*EXERCISE INSTRUCTIONS:* Copy the line with "Mark the black backpack, one" and all lines following it through the last line of the entries, exactly as written.

*THE INPUT:*
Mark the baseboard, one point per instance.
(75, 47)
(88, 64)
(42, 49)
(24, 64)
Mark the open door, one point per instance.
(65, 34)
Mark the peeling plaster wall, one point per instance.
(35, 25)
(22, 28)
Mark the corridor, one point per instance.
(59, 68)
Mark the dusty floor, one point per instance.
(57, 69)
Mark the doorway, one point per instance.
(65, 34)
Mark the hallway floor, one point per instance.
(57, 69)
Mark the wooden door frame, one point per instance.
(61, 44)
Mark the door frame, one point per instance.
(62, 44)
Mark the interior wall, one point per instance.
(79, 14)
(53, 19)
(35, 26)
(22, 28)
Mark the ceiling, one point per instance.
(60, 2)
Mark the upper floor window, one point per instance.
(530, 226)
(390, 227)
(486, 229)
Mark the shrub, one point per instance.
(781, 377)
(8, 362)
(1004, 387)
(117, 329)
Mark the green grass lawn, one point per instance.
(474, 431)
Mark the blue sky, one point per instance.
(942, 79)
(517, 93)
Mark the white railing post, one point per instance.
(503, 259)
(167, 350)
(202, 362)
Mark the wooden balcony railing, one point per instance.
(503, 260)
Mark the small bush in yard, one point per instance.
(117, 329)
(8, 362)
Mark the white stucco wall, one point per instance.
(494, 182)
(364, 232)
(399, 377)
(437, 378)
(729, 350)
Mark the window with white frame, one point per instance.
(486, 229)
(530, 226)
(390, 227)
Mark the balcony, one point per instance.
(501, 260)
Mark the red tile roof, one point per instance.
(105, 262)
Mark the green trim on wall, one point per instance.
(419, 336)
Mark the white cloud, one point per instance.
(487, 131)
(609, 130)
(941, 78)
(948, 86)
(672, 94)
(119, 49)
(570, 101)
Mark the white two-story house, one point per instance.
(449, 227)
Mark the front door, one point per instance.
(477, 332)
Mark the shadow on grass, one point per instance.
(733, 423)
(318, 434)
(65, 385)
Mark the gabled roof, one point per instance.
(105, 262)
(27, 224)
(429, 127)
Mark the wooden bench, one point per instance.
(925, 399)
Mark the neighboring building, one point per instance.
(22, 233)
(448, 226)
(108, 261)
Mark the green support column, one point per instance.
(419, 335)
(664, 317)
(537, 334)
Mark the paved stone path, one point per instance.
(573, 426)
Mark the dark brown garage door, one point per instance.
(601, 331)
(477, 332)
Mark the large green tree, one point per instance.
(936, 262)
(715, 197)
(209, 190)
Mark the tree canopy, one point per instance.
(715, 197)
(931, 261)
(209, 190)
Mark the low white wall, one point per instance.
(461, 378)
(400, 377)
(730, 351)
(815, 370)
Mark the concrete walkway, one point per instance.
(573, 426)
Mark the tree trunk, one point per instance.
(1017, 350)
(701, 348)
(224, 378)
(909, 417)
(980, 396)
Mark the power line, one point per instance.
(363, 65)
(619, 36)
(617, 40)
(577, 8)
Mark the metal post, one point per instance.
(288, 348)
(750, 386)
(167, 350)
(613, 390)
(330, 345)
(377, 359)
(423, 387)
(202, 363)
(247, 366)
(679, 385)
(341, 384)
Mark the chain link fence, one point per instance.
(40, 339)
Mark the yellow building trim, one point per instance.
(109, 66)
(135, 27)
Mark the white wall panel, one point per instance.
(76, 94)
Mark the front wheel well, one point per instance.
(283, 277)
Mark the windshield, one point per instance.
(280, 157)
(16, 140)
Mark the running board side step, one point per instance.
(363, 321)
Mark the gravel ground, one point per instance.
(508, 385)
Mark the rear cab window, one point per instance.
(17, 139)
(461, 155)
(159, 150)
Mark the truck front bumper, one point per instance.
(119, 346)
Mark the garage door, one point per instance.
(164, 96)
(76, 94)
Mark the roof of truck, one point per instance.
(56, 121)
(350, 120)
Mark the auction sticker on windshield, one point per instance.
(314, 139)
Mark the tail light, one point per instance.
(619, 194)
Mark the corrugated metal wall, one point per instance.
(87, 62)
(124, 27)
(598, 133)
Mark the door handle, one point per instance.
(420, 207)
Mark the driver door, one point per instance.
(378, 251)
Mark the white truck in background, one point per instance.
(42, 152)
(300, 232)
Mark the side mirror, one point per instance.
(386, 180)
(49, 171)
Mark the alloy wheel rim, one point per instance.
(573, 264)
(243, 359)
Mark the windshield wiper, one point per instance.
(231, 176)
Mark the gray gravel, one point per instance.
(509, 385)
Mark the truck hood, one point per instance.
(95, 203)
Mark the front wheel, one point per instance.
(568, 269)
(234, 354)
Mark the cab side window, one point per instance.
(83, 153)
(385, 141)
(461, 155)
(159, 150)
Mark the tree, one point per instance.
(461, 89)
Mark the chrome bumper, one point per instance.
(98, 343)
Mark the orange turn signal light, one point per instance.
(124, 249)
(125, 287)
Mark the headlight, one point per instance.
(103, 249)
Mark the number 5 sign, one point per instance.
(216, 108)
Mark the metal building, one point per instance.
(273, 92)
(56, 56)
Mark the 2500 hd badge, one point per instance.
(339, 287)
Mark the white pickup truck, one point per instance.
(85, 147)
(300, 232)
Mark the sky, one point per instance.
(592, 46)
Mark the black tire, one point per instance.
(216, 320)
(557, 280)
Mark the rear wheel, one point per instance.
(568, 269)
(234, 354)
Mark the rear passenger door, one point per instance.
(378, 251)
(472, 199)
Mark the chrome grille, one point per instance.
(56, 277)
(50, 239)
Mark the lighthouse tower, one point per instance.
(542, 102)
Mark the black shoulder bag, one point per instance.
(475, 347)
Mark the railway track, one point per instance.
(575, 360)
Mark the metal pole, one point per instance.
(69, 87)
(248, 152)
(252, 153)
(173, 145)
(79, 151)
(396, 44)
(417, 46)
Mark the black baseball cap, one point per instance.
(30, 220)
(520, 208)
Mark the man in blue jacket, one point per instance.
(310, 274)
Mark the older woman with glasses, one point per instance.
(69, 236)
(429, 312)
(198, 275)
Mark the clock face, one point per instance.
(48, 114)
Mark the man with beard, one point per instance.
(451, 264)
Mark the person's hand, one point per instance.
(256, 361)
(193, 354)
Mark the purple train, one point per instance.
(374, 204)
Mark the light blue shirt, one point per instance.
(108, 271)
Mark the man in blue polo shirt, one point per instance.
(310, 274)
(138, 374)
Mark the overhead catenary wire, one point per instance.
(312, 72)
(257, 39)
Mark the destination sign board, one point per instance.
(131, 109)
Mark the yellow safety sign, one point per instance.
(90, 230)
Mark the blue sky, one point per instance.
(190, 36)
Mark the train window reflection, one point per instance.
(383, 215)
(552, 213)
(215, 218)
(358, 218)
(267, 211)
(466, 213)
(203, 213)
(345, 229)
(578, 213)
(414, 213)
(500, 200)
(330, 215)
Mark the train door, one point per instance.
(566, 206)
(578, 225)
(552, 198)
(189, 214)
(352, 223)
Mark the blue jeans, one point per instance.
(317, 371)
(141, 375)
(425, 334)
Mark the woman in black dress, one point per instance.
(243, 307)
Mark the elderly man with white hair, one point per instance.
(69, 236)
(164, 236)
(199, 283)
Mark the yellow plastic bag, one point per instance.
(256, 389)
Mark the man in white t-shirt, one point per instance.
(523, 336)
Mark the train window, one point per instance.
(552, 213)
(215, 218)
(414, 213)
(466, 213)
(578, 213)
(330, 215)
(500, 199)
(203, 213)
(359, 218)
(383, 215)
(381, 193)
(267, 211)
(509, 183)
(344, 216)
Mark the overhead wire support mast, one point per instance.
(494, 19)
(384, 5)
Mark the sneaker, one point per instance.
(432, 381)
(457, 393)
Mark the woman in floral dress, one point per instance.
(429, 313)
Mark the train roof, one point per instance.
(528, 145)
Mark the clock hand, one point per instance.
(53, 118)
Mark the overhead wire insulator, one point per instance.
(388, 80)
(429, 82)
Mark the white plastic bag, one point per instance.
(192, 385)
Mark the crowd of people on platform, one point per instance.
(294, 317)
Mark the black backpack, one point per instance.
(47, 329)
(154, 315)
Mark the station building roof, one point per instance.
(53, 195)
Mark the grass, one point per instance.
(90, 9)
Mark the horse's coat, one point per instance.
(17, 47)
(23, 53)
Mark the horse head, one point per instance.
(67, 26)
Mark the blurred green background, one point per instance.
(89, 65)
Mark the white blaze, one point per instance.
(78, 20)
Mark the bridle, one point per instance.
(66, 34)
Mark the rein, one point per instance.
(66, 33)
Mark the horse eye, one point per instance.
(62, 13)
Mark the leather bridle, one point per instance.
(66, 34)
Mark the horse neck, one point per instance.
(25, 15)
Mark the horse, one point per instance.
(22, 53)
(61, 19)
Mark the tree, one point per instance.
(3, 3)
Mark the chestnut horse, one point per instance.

*WRITTEN SOLUTION:*
Mark the black backpack, one point per instance.
(47, 329)
(154, 315)
Mark the station building roof, one point per instance.
(53, 195)
Mark the grass, one point per instance.
(90, 9)
Mark the horse's coat, one point per instance.
(17, 47)
(23, 53)
Mark the horse head, one point per instance.
(67, 26)
Mark the blurred green background, one point per instance.
(89, 65)
Mark the white blaze, one point per instance.
(78, 20)
Mark the bridle, one point per instance.
(66, 34)
Mark the rein, one point per instance.
(66, 33)
Mark the horse eye, one point per instance.
(62, 13)
Mark the leather bridle, one point per instance.
(66, 34)
Mark the horse neck, one point per instance.
(25, 15)
Mark the horse, one point per instance.
(22, 53)
(61, 19)
Mark the tree, one point per instance.
(3, 3)
Mark the chestnut horse, one point per instance.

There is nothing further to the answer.